- **TASK GOAL**: Scan the entries for the string "colorful" and give the number of lines that have it, nothing further.

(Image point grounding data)
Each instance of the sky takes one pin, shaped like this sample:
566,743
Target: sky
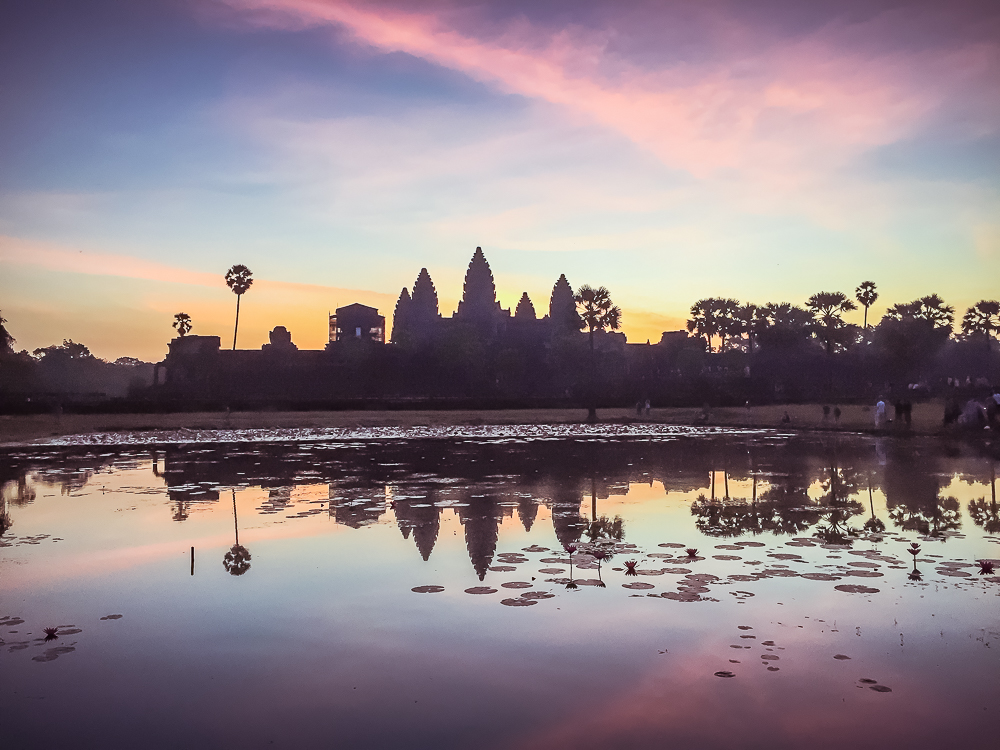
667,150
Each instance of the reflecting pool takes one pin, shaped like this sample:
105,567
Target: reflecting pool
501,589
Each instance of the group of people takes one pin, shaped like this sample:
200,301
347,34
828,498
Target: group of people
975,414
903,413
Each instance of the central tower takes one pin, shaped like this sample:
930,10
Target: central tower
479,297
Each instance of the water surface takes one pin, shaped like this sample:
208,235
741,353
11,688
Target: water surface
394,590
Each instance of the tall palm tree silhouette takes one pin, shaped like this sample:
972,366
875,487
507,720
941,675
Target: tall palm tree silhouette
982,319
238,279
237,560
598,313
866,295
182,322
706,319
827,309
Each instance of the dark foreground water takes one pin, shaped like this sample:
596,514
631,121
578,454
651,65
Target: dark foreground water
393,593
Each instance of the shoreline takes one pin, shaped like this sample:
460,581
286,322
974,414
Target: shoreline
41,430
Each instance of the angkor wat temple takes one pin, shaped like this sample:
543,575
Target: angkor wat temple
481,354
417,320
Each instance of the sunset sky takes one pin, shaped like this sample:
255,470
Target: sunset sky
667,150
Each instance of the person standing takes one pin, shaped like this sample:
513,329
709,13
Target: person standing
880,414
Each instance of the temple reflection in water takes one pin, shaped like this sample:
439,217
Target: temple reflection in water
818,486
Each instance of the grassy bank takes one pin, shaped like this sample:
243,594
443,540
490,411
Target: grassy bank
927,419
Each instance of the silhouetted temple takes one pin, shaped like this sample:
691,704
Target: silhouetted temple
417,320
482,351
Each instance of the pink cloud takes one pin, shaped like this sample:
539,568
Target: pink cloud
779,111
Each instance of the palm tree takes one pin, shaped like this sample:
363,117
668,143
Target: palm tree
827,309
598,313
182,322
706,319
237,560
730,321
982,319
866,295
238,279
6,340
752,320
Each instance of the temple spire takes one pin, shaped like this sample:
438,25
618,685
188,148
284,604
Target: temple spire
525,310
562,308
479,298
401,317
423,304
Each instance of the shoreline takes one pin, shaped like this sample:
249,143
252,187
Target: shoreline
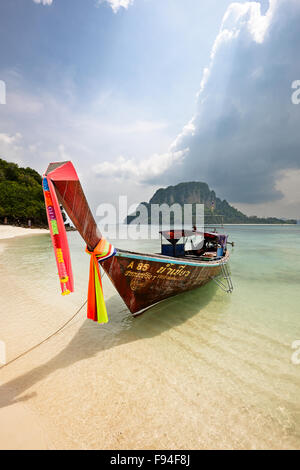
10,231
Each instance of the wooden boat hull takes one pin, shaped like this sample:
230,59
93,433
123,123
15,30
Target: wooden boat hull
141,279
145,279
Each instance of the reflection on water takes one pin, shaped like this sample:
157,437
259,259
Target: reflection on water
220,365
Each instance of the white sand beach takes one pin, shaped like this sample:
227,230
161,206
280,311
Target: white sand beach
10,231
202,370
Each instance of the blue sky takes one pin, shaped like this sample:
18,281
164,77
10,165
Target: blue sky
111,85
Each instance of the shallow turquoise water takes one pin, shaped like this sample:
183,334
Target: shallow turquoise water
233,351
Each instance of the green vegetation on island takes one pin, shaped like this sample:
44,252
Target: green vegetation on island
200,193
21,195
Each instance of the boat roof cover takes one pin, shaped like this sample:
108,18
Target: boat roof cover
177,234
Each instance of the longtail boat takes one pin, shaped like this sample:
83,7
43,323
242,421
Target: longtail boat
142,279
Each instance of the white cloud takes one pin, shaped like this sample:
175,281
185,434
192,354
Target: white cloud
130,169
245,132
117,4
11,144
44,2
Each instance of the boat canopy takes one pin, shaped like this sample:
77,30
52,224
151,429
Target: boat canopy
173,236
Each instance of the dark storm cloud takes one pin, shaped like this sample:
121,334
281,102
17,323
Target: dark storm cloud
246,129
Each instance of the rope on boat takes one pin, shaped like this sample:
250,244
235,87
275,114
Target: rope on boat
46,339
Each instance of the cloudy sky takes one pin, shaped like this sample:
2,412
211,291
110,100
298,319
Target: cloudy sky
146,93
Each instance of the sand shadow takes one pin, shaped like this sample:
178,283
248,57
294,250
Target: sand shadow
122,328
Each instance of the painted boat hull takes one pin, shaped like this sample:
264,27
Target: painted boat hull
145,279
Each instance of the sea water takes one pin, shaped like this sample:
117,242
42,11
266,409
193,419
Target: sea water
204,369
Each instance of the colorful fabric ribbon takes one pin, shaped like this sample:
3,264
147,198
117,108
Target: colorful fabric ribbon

- **EXERCISE OUTPUT**: 2